Exercise brief ::
Each line that includes "Return" must be copied from the records.
━━━━━━
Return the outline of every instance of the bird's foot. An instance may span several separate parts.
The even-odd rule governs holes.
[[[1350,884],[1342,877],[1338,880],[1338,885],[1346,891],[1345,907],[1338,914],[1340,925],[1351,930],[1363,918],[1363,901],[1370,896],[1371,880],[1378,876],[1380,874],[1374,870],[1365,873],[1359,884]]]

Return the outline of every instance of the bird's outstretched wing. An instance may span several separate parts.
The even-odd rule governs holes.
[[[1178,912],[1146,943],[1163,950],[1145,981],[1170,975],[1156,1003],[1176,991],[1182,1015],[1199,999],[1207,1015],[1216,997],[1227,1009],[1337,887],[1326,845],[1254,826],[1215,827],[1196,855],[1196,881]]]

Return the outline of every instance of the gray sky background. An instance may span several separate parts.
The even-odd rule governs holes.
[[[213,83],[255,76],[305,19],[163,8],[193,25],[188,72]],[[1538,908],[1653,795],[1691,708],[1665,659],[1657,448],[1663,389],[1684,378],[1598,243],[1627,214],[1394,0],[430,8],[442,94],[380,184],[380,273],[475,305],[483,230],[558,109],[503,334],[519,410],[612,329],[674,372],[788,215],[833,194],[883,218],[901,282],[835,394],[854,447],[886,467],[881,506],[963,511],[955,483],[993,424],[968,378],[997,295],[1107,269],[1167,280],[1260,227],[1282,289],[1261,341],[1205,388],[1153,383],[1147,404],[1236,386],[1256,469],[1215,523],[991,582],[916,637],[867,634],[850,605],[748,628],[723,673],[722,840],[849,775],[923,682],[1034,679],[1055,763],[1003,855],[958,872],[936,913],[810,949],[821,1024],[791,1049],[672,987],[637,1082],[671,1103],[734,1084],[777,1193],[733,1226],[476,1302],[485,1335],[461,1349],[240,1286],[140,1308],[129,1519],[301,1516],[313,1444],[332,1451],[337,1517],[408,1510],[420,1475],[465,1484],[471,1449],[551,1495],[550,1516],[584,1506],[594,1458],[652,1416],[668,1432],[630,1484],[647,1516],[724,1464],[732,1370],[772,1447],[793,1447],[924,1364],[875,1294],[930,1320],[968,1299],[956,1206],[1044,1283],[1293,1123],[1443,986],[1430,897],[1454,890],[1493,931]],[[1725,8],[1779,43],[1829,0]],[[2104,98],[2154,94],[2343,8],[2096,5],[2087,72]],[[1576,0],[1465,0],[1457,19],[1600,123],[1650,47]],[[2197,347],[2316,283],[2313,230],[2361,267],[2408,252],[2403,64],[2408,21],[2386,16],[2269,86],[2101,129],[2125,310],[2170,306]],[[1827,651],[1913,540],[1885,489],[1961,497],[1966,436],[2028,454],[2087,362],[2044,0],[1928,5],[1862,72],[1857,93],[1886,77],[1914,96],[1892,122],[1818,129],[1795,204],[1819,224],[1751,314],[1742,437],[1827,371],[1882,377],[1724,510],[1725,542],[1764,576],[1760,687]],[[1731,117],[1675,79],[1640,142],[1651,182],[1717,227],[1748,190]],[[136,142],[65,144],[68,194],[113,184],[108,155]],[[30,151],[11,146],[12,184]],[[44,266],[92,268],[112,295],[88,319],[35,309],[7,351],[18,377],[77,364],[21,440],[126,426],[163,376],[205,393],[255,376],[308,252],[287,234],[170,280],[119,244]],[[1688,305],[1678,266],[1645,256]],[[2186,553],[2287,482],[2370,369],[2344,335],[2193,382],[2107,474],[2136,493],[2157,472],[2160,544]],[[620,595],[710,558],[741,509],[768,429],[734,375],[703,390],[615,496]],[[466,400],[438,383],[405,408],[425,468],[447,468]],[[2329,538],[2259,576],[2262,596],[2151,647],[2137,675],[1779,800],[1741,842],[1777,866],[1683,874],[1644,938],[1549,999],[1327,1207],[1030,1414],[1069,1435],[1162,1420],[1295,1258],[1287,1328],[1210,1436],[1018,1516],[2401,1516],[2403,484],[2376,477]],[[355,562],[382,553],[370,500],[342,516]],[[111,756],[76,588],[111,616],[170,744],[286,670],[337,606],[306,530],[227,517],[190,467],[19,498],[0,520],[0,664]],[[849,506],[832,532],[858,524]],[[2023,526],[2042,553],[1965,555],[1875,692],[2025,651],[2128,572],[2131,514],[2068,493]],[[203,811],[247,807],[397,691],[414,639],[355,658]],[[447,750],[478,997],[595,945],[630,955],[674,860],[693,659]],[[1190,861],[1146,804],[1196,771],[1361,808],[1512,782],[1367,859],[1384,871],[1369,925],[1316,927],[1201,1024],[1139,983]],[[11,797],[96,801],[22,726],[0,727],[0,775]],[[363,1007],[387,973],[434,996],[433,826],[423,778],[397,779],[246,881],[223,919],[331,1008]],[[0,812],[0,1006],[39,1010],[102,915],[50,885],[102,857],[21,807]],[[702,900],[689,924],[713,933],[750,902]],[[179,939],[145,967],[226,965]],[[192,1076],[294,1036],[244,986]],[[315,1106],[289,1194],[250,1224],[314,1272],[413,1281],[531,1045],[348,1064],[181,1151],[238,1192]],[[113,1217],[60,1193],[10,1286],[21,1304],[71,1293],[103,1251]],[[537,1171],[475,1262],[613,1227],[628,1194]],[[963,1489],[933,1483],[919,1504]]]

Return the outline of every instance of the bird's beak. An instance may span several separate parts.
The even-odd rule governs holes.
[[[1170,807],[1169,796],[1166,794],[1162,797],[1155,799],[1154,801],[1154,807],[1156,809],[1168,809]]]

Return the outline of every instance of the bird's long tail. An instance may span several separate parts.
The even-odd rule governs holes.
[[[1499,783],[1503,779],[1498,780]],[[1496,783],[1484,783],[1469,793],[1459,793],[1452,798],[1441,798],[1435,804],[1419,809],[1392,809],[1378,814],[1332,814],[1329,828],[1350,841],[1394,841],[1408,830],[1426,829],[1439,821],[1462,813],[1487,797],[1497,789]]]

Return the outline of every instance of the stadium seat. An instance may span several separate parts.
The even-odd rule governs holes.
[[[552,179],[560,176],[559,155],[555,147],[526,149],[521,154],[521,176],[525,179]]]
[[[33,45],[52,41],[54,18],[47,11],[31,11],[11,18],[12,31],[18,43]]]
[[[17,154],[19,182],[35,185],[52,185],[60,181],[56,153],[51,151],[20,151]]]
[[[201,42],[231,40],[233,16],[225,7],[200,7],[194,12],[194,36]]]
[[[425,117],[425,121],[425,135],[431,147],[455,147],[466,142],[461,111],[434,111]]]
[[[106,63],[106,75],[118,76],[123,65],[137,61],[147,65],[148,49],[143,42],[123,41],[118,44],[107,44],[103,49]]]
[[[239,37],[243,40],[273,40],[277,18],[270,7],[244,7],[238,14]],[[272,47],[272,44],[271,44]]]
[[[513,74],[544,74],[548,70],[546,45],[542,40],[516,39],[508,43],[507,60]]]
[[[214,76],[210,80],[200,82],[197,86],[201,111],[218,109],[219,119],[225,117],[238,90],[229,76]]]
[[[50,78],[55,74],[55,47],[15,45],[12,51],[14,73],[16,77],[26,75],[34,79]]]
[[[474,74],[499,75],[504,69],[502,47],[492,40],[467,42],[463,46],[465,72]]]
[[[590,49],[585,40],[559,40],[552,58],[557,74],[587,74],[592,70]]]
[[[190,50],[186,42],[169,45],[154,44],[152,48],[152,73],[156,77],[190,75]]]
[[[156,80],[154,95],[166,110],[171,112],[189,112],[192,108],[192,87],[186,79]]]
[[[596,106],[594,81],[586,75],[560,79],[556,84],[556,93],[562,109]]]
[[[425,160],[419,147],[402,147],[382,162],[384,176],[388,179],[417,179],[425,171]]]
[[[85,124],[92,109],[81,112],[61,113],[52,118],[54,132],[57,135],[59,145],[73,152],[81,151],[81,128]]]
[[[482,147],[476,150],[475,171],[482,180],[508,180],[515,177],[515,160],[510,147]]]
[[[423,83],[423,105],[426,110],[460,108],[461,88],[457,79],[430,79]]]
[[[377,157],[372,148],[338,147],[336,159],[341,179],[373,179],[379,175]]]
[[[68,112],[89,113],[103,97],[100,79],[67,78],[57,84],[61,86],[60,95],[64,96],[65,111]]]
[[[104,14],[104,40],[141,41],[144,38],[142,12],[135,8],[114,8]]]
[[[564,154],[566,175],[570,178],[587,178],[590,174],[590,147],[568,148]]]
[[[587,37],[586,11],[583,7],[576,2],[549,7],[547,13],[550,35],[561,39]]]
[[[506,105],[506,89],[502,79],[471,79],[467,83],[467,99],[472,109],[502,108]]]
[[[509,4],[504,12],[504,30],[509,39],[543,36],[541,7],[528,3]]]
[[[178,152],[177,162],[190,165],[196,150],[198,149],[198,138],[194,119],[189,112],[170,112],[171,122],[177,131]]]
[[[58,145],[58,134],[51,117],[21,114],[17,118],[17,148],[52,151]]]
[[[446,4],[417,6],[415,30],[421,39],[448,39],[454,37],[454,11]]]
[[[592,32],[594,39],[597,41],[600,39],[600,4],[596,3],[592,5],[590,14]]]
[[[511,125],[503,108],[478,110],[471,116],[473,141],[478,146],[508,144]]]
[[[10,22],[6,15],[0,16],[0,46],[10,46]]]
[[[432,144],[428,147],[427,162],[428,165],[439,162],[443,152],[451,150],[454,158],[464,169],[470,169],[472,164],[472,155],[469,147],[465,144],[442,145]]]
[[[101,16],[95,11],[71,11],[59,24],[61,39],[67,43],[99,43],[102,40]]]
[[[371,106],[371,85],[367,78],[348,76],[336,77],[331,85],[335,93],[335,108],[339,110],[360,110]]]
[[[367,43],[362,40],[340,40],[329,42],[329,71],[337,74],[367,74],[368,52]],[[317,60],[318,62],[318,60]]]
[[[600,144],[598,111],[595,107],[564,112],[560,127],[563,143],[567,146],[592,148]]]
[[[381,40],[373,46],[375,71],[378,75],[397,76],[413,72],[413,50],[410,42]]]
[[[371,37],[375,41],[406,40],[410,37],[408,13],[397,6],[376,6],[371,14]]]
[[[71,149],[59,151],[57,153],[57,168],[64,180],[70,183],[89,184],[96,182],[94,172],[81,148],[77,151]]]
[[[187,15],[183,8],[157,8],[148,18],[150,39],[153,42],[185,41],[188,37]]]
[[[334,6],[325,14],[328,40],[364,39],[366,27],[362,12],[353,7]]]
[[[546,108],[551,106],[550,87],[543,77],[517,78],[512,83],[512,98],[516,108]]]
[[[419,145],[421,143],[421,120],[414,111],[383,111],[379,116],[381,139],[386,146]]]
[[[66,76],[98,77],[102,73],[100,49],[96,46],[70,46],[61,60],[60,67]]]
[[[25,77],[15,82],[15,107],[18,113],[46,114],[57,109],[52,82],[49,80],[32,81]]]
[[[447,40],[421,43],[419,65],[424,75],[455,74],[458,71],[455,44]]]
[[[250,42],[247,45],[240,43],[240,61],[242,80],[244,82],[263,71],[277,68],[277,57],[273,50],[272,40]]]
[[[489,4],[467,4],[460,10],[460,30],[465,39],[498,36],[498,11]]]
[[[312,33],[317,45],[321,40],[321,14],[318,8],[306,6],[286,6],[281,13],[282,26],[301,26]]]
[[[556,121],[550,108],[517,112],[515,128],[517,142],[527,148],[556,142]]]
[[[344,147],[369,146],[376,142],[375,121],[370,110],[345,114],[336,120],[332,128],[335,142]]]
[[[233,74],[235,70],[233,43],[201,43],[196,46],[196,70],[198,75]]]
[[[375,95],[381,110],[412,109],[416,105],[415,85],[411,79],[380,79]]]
━━━━━━
Exercise output ::
Return the outline of every instance of the bird's foot. An instance may span several separate parts.
Return the outline of every instance of the bird's outstretched wing. An instance may span several separate parts.
Return the outline of every instance of the gray sky background. An instance may span several separate parts.
Return the outline of every instance of the bird's beak. An instance may span several separate parts.
Return the outline of every instance of the bird's long tail. An instance may span several separate parts.
Return the outline of every instance of the stadium seat. An instance may span several separate parts.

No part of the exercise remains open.